> _Given text_
Racist, sexist, anti-Semitic, and anti-immigrant comments appeared constantly. Female Democratic politicians—Black ones especially—were repeatedly addressed as “bitch” and worse. Name-calling and dehumanizing language about political figures was pervasive, as were QAnon-style beliefs that the world is run by a secret cabal of international child sex traffickers.

In addition to the torrent of vile posts, dozens of top users behaved in spammy ways. We don’t see large-scale evidence of bot or nonhuman accounts in our data, and comments have traditionally been the hardest activity to fake at scale. But we do see many accounts that copy and paste identical rants across many posts on different pages. Other accounts posted repeated links to the same misinformation videos or fake news sites. Many accounts also repeated one- or two-word comments—often as simple as “yes” or “YES !!”—dozens and dozens of times, an unusual behavior for most users. Whether this behavior was coordinated or not, these throwaway comments gave a huge boost to MSI, and signaled to Facebook’s algorithm that this is what users want to see.

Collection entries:
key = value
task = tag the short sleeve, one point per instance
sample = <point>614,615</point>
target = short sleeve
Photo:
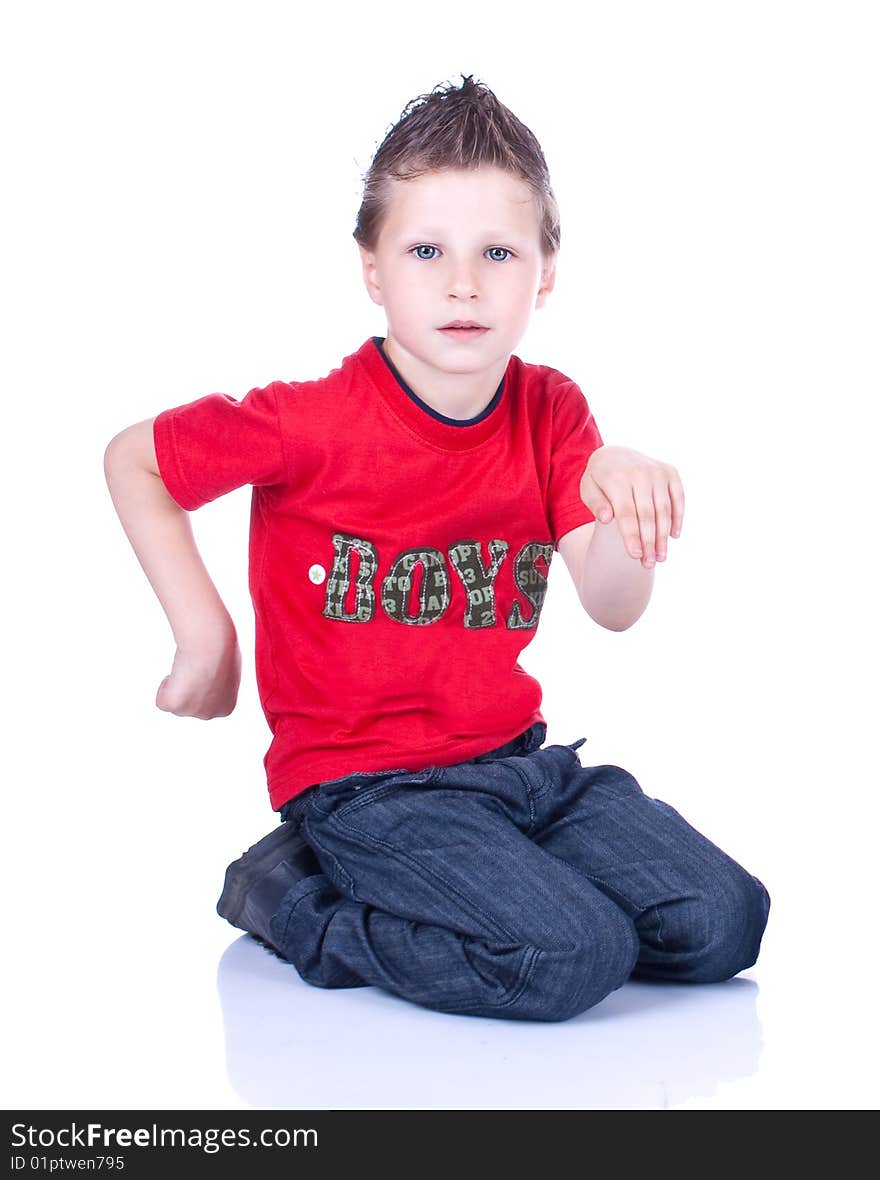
<point>210,446</point>
<point>575,438</point>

> _List of tasks_
(1) According to the text about Facebook comments, what did many accounts copy and paste across many posts on different pages?
(2) Write out the text about Facebook comments word for word, starting with "Racist, sexist, anti-Semitic, and" and going on through "child sex traffickers.".
The entries have no connection to the text about Facebook comments.

> _Exercise responses_
(1) Identical rants.

(2)
Racist, sexist, anti-Semitic, and anti-immigrant comments appeared constantly. Female Democratic politicians—Black ones especially—were repeatedly addressed as “bitch” and worse. Name-calling and dehumanizing language about political figures was pervasive, as were QAnon-style beliefs that the world is run by a secret cabal of international child sex traffickers.